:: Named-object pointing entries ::
☆ ☆ ☆
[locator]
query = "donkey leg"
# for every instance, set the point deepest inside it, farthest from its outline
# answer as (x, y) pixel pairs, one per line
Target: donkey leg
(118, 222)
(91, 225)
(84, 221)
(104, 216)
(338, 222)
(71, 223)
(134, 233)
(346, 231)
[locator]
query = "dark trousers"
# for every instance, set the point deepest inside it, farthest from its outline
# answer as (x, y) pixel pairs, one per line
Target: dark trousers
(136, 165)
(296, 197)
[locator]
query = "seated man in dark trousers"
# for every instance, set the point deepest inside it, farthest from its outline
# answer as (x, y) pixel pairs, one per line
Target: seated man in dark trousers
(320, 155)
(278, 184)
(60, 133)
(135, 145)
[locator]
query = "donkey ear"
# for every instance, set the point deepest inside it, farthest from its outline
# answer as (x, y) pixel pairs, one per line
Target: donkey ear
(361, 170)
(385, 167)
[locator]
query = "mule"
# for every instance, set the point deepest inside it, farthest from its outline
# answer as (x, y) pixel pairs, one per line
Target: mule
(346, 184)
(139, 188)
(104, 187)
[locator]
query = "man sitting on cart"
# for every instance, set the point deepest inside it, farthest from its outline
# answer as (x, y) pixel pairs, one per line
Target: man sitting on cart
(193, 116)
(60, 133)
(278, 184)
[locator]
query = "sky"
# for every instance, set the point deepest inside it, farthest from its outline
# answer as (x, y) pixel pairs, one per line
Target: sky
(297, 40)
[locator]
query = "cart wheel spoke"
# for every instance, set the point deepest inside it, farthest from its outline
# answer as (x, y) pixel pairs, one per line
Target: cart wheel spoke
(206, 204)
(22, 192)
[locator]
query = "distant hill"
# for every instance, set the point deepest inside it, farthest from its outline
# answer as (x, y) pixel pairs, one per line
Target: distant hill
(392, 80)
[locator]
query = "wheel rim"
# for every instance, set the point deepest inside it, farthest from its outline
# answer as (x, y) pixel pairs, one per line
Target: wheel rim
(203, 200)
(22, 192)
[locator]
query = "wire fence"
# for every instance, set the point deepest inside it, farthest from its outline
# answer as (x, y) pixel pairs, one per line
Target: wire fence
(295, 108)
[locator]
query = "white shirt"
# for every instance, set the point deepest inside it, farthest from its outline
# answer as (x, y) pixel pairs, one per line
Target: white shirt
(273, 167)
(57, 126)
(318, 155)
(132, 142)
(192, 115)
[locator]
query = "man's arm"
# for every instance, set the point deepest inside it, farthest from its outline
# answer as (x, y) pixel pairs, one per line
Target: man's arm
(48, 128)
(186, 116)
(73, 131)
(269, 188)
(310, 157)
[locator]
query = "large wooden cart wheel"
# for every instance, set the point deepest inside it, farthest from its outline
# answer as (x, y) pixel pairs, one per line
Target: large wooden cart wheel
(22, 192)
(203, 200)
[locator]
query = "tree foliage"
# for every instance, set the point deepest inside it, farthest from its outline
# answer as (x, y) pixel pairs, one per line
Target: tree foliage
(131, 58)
☆ ☆ ☆
:: Task objective ::
Which lines of the material contain the string "tree", with case taken into account? Copy each such line.

:: Exercise answer ::
query = "tree foliage"
Target: tree foliage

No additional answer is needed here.